===== EXTRACTED TEXT =====

Joanna Kirk
Ciocca Arte Contemporanea, Milan
Through July 28
English artist Joanna Kirk’s first individual exhibition reveals
the strong tie between her artistic experience and the simplicity of autobiographical
situations lived poetically. In the past, she used photographs taken to her
husband to document the stages and moments of her existence, like her pregnancy,
for example.
Now Kirk utilizes pastels on paper, an artistic technique that possesses neither
the immediacy nor speed of photography, but within whose boundaries she continues
to illustrate the same autobiographical direction. On small, white pages, through
designs meticulously colored and executed, fragments of reality emerge and come
to life, intended to reconstruct a springtime walk in a park taken by the artist
with her seven-month-old baby girl.
The images are displayed two by two and continually present the face or nape
of her daughter, accompanied from time to time by the profile of a small gothic
church, a lighted park bench, or a bud of magnolia. The formal and imaginative
diptych hopes to disclose the dual point of view of a mother and a child on
the verge of discovering worldly objects.

===== EXTRACTED ENTRIES =====

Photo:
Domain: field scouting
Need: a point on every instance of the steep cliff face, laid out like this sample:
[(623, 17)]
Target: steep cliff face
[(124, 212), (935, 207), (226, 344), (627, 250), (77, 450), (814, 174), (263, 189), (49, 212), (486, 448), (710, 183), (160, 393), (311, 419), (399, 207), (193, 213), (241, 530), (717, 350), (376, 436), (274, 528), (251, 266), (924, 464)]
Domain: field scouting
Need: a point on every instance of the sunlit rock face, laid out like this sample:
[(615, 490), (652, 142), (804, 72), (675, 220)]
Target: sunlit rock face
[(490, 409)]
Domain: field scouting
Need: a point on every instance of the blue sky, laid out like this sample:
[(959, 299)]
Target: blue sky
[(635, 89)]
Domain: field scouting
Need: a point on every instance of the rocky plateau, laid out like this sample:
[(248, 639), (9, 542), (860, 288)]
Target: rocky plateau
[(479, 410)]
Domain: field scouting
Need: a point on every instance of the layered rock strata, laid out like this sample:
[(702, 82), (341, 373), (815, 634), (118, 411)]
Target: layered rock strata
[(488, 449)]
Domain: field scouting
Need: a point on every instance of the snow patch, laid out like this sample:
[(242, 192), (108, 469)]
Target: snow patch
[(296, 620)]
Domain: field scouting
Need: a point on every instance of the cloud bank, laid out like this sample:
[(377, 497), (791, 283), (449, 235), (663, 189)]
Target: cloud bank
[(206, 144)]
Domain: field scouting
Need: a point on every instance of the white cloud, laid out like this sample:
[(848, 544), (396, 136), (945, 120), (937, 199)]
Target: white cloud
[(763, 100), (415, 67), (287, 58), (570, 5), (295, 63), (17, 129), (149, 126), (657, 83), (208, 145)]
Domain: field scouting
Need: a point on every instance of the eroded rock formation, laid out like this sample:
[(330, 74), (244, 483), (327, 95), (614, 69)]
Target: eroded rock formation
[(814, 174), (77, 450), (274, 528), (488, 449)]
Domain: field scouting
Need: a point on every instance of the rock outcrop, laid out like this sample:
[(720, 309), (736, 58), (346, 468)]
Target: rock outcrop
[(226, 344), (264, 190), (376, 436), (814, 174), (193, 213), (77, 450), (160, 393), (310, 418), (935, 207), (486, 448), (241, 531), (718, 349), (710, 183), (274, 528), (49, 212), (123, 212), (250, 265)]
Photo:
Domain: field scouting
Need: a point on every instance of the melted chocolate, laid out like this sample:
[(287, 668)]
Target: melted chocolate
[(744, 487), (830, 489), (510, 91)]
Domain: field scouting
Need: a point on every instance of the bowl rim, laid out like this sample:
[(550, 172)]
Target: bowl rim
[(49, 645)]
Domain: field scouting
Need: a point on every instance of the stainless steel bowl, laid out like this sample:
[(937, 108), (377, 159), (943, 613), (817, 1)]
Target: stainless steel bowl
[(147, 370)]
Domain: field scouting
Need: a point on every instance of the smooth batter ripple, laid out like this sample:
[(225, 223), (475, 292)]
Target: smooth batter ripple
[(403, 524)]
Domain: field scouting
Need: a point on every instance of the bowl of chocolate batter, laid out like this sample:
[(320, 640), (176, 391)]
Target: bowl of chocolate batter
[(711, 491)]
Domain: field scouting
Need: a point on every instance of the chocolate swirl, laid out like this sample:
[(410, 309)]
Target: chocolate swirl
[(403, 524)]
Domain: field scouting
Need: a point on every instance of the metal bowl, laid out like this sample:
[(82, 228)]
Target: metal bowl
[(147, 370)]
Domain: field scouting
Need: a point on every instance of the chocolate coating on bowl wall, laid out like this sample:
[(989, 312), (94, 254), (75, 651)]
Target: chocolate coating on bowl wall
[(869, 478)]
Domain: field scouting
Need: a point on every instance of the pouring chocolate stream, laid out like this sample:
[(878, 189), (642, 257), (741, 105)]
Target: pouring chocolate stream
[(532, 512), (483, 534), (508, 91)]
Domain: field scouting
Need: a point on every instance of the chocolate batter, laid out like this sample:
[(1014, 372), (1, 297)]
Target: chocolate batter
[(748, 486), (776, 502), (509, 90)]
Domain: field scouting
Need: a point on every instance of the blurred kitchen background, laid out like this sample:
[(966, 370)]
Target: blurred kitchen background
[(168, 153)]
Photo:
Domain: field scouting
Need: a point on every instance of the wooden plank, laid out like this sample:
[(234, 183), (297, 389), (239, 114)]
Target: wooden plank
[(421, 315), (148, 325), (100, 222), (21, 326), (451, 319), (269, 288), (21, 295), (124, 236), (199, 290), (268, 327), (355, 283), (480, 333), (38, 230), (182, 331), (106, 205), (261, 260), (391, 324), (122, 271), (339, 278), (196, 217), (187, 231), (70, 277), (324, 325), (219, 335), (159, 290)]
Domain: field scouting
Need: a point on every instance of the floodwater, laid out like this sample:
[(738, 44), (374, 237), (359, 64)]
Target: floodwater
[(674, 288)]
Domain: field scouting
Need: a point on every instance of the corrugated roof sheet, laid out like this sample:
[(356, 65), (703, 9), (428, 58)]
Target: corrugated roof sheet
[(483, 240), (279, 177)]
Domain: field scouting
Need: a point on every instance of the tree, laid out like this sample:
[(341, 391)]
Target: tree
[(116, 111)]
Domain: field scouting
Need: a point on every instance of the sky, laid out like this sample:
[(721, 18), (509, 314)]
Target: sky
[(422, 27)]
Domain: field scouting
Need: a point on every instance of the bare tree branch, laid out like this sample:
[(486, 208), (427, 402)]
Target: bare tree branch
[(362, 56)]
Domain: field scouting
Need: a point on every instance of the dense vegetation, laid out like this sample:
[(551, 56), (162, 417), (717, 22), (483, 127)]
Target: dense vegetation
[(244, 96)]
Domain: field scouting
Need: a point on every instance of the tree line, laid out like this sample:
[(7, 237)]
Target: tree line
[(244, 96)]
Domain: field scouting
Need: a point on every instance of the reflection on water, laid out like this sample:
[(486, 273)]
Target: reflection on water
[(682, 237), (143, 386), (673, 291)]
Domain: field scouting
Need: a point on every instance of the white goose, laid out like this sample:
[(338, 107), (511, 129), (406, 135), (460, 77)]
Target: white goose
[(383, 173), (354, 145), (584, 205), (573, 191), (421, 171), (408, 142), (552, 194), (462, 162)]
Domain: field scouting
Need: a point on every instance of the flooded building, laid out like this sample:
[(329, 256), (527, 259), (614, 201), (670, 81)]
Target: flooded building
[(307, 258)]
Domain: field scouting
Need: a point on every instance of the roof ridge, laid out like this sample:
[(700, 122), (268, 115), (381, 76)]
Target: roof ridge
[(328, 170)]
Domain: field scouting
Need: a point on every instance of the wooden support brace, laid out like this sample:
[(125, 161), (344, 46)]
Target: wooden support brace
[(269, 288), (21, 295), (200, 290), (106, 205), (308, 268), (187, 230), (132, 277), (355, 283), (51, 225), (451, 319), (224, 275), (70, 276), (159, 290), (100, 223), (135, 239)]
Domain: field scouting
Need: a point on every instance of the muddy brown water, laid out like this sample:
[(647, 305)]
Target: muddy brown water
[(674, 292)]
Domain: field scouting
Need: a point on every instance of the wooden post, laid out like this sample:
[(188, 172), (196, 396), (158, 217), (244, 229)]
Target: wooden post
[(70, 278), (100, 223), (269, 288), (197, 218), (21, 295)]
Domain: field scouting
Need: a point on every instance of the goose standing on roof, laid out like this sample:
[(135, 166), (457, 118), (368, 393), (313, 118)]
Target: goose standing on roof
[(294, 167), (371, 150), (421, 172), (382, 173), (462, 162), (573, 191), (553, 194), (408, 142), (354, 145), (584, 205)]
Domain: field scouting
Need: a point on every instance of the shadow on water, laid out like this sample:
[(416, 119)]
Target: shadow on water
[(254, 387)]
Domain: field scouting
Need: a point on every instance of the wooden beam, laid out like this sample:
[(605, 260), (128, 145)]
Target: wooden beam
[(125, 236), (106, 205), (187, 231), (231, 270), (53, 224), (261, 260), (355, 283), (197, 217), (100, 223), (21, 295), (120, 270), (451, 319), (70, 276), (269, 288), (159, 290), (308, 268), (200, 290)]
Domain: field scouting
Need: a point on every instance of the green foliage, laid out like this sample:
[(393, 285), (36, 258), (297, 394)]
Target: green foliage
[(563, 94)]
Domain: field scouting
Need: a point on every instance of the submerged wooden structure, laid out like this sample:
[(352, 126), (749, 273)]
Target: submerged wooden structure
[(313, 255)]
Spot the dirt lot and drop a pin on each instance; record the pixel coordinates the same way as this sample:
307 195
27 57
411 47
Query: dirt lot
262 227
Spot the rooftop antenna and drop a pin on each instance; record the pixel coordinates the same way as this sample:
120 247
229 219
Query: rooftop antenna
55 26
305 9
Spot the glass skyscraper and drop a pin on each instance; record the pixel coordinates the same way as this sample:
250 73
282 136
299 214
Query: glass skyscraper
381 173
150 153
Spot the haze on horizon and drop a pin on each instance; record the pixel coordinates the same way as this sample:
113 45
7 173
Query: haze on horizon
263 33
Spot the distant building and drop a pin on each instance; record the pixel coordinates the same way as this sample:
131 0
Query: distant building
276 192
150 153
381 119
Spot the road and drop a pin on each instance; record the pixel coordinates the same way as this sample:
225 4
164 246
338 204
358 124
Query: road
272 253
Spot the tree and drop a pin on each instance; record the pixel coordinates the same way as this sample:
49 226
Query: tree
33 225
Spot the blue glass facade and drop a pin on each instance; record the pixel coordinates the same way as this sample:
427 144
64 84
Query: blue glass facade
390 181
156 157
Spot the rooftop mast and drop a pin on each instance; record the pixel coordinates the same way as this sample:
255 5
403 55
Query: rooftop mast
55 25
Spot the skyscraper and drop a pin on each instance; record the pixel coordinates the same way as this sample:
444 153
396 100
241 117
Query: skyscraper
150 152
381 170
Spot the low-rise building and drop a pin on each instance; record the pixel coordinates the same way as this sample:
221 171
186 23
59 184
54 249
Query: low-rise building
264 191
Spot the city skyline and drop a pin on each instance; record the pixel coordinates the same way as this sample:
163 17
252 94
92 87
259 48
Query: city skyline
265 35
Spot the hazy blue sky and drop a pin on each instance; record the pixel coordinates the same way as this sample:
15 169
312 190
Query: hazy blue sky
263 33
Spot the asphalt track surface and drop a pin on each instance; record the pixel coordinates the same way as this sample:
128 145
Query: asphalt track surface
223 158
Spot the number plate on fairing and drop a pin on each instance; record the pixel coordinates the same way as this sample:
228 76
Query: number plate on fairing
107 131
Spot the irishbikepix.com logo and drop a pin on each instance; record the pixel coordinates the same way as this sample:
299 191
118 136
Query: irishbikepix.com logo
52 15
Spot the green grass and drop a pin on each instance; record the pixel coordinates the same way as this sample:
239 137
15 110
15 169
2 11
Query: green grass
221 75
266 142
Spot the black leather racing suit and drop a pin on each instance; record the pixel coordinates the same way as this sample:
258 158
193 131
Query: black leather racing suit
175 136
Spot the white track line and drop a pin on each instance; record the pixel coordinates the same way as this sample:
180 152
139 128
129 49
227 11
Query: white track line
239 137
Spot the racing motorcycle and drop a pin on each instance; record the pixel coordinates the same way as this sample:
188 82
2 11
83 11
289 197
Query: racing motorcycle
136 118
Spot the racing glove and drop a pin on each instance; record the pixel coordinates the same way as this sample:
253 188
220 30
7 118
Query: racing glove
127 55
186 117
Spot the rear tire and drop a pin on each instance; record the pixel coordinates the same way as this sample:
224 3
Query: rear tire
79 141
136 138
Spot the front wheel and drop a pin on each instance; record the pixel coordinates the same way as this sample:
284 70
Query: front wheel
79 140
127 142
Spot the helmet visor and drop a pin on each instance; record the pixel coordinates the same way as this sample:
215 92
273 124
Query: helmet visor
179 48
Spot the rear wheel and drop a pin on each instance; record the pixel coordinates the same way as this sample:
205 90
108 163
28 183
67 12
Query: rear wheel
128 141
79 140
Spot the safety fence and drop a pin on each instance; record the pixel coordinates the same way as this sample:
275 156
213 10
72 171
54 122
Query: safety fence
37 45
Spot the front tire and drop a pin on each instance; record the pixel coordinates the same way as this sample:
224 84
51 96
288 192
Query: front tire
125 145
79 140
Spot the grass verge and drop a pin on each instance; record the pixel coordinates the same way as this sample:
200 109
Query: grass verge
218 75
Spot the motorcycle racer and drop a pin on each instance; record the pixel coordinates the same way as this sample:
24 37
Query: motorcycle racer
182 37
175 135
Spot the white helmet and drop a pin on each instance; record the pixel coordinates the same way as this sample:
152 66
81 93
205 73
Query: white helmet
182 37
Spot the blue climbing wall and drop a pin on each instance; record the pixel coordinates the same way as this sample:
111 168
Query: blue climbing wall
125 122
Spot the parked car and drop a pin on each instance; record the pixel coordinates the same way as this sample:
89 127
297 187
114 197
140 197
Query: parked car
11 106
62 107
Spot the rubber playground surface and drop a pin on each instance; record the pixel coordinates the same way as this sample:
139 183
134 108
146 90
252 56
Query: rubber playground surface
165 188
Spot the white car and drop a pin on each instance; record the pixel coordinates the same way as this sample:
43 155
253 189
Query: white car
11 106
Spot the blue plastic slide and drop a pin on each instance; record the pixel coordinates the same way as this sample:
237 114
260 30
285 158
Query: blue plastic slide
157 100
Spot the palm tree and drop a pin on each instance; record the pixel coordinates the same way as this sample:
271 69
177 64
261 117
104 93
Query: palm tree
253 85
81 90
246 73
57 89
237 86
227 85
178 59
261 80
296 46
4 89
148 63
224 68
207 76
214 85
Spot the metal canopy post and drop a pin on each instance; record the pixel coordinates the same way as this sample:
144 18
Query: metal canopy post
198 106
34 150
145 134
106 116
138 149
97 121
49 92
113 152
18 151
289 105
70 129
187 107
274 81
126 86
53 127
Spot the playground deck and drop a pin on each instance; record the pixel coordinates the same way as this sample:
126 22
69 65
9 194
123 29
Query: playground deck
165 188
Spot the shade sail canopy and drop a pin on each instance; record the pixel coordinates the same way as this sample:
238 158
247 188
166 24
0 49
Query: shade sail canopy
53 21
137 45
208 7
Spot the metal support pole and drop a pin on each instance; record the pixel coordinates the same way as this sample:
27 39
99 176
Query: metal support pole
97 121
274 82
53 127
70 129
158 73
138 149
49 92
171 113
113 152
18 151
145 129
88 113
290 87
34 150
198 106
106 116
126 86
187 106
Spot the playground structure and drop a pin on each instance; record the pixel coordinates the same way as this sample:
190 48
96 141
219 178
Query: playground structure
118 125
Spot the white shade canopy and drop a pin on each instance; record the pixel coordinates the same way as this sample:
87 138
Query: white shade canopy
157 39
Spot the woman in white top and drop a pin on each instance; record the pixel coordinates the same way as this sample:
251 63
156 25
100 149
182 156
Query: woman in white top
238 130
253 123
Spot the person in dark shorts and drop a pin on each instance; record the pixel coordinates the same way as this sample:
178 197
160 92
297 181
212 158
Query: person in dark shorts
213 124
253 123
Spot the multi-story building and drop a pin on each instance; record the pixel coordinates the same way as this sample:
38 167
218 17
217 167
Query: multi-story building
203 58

=====

_WORK TO DO_.
[1] Please list every object that the exhibition review says appears from time to time alongside the face or nape of the daughter.
[2] Write the next paragraph of the exhibition review, picking up after its final sentence.

_EXPECTED RESPONSES_.
[1]
- the profile of a small gothic church
- a lighted park bench
- a bud of magnolia

[2]
Through her drawings, the artist attempts to portray the innocence of visual
discovery, possibly motivated by the interrogative tradition regarding how the
eyes of a child can perceive the reality around them. The drawings appear like
illustrations of an interior tranquility that not only belong to the infantile
dimension by also to the artist herself. The equilibrium and precision of the
shots of various elements of the park and the attention to the movements of
the baby’s tiny head – at times awake, at times asleep – betray the unicity
of Kirk’s vision. This oneness, through its accurate selection of colors and
graphically precise strokes, reinterprets the immediacy and fragmentation of
infantile attention.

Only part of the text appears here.